==== DATASET EXTRACT

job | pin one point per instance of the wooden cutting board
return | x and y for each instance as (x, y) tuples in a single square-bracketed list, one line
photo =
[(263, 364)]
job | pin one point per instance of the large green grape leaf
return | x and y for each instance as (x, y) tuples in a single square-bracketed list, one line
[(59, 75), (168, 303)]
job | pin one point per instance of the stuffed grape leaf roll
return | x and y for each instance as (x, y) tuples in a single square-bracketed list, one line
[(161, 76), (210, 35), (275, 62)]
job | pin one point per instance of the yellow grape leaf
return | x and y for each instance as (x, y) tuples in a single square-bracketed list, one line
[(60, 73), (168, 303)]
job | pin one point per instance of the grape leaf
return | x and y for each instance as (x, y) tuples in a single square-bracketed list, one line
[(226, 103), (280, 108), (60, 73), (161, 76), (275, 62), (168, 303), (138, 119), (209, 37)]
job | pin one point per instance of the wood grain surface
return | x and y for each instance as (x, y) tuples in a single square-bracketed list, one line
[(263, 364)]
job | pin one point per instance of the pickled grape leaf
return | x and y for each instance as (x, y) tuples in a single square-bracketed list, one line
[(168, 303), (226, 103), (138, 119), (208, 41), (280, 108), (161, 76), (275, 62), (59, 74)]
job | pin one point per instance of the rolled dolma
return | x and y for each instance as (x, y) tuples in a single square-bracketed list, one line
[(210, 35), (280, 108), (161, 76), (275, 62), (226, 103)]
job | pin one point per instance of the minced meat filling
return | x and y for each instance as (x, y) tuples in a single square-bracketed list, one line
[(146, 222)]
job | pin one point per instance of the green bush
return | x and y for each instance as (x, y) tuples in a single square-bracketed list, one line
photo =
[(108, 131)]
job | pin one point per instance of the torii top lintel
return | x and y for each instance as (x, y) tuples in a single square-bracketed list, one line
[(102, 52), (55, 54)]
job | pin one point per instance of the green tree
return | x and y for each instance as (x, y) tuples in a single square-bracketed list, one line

========

Copy all the records above, putting "place" in place of every "pin" and changing nothing else.

■ THE RESULT ■
job | place one point per instance of the wooden cutting board
return | x and y for each instance as (x, y) tuples in a single square-bracketed list, one line
photo =
[(263, 364)]
job | place one point per instance of the large green grape leaf
return | x and y for each instance as (x, y) tuples in a single square-bracketed list, one line
[(59, 75), (168, 303)]
job | place one point per instance of the stuffed grape leaf roll
return | x and y for each instance as (x, y) tuples in a single square-bracketed list, one line
[(161, 76), (210, 35), (275, 62)]
job | place one point per instance of the yellow grape leaf
return | x and y for each instance as (x, y) tuples in a single square-bracketed list, one line
[(60, 73), (168, 303)]
job | place one point per instance of the grape leaf
return | x and y for each instance as (x, y) tuples in a single square-bracketed list, one line
[(226, 103), (280, 108), (60, 73), (161, 76), (275, 62), (168, 303), (138, 119), (209, 37)]
job | place one point per instance of the wood grain surface
return | x and y for each instance as (x, y) tuples in a single square-bracketed list, one line
[(263, 364)]
job | place one point per instance of the pickled grape leaf
return | x and y for each instance as (x, y) tuples in a single square-bracketed list, one line
[(168, 303), (226, 103), (138, 119), (208, 41), (280, 108), (161, 76), (275, 62), (59, 74)]
job | place one point per instance of the rolled dolma
return | x and y for each instance as (x, y) tuples in a single square-bracketed list, one line
[(210, 35), (280, 108), (161, 76), (275, 62), (226, 103)]
job | place one point per instance of the minced meat filling
return | x and y for each instance as (x, y) tuples in a single square-bracketed list, one line
[(146, 222)]
job | place one point per instance of the green bush
return | x and y for each instance as (x, y) tuples in a single square-bracketed list, one line
photo =
[(108, 131)]
job | place one point per instance of the torii top lintel
return | x and y for each instance as (x, y) tuples in a single square-bracketed list, one line
[(102, 52), (55, 54)]
job | place one point per instance of the green tree
return | x and y for each instance as (x, y) tuples in a single square-bracketed list, one line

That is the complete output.